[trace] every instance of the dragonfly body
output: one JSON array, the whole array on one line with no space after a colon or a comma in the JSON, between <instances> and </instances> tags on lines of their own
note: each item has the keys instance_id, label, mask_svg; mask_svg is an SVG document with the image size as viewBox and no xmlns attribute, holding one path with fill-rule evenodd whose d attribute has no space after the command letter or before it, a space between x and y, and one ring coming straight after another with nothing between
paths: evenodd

--

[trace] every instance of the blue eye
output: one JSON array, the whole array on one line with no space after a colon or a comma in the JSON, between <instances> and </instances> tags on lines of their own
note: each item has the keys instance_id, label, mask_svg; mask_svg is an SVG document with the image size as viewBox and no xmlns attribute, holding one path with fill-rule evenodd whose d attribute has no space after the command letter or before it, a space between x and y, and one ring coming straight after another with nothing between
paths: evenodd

• PROMPT:
Please identify each line in the records above that contains the string "every" and copy those lines out. Uppercase and lowercase letters must match.

• ANSWER FOR THE TASK:
[trace] every instance of the dragonfly body
[trace] every instance of the blue eye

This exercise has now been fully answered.